→ **WORK TO BE COMPLETED**: Set down, please, exactly the lines below that run from the line with "Target: wooden hive frame" to the line with "Target: white tarp", both lines included.

Items from a dataset:
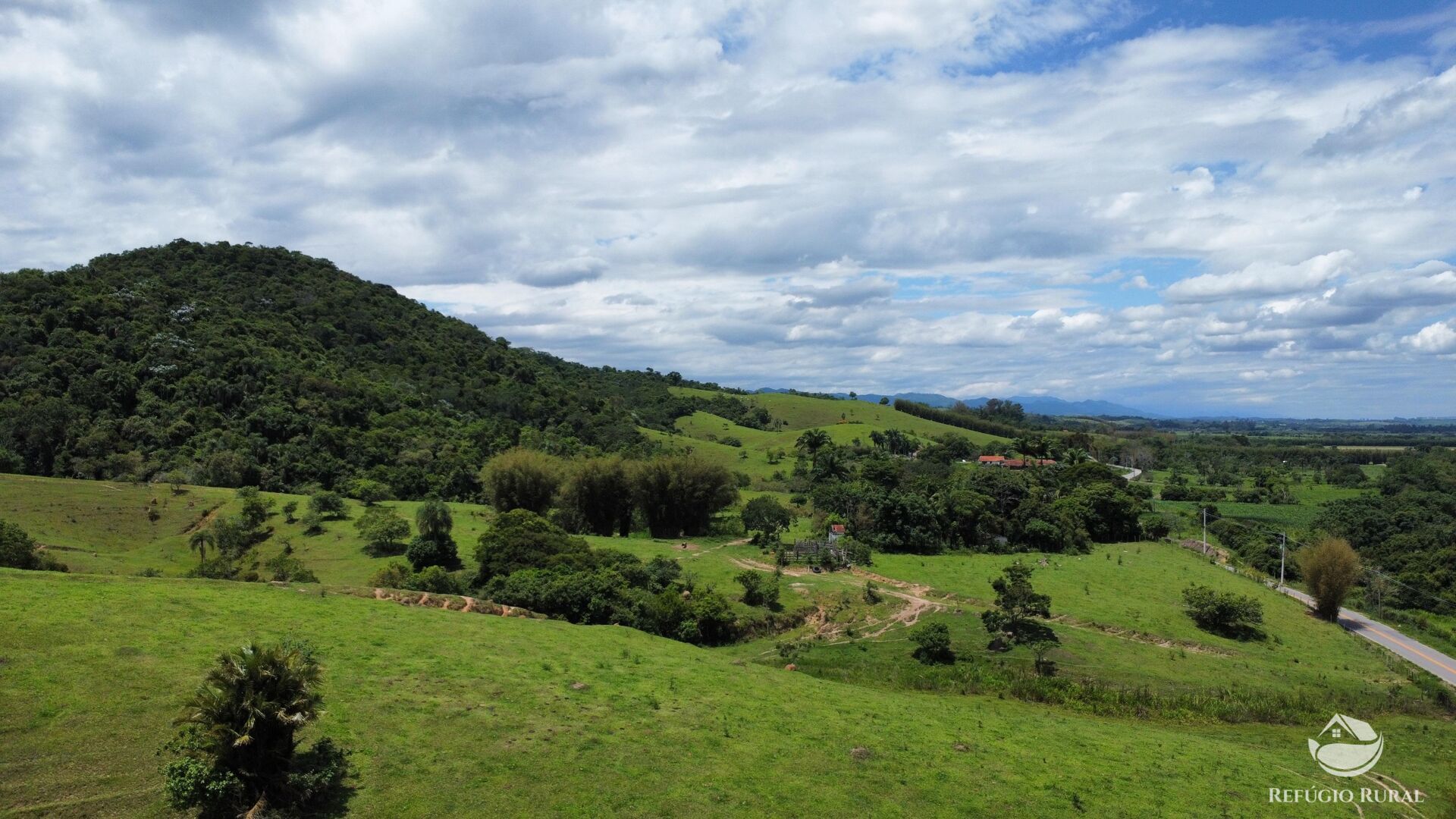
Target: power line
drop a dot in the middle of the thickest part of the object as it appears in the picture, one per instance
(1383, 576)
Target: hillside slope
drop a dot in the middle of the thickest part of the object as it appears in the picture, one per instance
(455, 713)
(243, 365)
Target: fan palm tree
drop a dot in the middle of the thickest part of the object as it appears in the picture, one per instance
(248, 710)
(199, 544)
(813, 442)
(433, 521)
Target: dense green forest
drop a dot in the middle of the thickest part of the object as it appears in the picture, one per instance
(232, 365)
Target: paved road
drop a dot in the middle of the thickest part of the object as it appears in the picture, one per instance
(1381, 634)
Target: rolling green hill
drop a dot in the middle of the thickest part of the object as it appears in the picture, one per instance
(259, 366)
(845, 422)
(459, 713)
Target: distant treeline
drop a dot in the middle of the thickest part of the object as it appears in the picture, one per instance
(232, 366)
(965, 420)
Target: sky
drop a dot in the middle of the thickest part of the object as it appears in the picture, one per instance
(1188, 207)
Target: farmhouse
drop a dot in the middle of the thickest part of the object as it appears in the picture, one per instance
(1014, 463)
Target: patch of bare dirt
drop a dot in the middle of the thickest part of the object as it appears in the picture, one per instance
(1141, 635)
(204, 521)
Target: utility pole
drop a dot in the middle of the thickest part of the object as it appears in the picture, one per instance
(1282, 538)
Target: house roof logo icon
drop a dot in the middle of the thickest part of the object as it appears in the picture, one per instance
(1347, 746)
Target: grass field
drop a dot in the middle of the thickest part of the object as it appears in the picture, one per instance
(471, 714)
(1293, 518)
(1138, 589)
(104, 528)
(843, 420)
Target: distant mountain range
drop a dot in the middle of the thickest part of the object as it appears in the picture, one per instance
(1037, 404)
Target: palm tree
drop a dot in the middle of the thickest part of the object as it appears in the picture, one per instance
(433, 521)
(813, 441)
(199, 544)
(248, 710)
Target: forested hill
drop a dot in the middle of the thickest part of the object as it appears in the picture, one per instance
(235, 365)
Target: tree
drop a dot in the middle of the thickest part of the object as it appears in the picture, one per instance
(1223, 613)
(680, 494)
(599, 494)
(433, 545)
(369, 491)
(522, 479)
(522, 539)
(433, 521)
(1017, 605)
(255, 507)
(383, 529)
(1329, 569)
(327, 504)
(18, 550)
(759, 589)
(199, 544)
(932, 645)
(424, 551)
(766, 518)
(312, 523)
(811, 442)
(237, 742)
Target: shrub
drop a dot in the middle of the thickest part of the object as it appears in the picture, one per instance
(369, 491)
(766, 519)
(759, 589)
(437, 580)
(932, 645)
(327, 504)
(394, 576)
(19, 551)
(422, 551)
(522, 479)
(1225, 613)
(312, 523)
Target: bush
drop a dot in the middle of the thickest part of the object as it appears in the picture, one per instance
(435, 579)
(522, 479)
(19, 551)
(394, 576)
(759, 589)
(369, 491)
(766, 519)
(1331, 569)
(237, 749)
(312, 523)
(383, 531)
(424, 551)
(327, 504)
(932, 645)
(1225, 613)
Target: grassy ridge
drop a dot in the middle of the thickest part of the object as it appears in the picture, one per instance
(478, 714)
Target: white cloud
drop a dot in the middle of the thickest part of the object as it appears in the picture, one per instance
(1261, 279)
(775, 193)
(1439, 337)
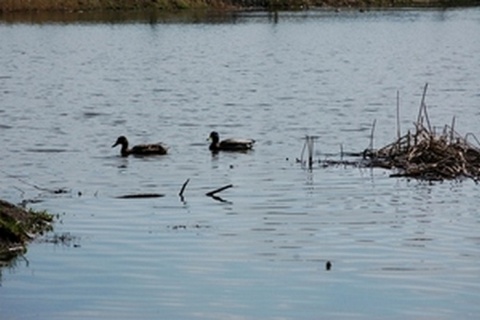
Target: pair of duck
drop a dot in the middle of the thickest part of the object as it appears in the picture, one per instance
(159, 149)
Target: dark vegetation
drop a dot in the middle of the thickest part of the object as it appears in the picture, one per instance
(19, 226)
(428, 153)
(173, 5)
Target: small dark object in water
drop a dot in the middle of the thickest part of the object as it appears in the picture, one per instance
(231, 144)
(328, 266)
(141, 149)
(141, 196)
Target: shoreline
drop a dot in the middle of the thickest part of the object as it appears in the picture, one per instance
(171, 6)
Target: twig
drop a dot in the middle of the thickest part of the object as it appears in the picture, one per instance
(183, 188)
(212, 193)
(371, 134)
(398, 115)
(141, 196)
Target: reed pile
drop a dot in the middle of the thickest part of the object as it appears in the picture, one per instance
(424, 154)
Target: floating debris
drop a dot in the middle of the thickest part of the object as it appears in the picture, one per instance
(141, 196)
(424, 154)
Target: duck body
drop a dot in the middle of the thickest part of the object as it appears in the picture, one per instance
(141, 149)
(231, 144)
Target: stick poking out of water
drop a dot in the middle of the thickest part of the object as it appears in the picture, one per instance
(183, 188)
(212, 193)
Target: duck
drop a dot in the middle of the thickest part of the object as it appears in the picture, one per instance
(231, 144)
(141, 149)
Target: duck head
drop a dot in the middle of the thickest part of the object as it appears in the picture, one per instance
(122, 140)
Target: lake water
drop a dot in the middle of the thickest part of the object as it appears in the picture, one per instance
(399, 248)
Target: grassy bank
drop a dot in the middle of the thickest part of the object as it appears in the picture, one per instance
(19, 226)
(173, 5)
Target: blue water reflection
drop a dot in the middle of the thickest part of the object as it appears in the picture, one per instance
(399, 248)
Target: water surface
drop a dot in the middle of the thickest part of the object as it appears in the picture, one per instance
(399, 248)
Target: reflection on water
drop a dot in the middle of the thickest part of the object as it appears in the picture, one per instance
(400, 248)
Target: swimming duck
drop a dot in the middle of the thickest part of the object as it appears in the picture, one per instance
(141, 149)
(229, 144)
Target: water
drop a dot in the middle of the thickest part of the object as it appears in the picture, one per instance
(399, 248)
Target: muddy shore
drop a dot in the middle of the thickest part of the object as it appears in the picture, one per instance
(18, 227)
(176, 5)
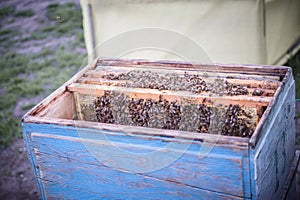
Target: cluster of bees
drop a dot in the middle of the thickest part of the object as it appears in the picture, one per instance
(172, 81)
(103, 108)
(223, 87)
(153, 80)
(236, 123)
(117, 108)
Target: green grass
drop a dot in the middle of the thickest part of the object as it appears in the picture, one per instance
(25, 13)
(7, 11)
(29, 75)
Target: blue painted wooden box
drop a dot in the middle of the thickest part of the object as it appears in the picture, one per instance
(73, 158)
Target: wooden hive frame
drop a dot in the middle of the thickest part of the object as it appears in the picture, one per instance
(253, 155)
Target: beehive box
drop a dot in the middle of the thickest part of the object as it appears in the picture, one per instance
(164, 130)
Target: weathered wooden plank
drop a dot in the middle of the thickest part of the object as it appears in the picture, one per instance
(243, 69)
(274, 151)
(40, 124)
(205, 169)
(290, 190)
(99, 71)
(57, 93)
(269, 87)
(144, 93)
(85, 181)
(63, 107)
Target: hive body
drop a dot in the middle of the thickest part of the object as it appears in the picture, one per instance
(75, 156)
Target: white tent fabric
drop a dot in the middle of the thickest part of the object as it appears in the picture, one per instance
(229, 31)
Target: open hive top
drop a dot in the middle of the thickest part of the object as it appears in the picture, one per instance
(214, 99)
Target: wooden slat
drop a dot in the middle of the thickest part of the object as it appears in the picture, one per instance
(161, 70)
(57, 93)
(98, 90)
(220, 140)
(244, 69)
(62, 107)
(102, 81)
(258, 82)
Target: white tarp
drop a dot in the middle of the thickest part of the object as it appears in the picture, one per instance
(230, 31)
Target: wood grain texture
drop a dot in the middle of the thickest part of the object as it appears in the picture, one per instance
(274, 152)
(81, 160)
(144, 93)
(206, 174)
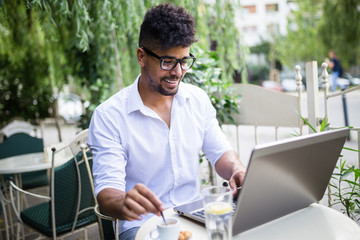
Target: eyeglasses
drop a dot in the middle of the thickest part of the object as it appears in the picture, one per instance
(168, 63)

→ **ANSWER SPACE**:
Target: wooden hive frame
drop a dot in the middle of the thickest part of the object as it appears in the picture, one per instance
(253, 155)
Target: beehive box
drop a dot in the middle of the thickest part of the object as it appears in the picture, one per instance
(164, 130)
Target: weathered wooden plank
drop a dot in the middle of the thickest part of the object as it appears in the picture, one per instance
(243, 69)
(274, 151)
(40, 124)
(205, 169)
(290, 190)
(99, 71)
(57, 93)
(269, 87)
(144, 93)
(85, 181)
(63, 107)
Target: hive body
drop a dot in the middle of the thickest part of the object as it appears in the picture, one per instance
(75, 156)
Target: white tent fabric
drop a dot in the middle of the thickest part of the object as it appears in the picture, one per instance
(229, 31)
Target: open hive top
drop a dot in the middle of the thickest part of the object as it appears in the picture, one per instance
(214, 99)
Target: wooden slat
drop a dot in the middle of the thickest part of the object as it appears in the picture, one per instance
(161, 70)
(57, 93)
(98, 90)
(220, 140)
(244, 69)
(62, 107)
(102, 81)
(258, 82)
Target: white tarp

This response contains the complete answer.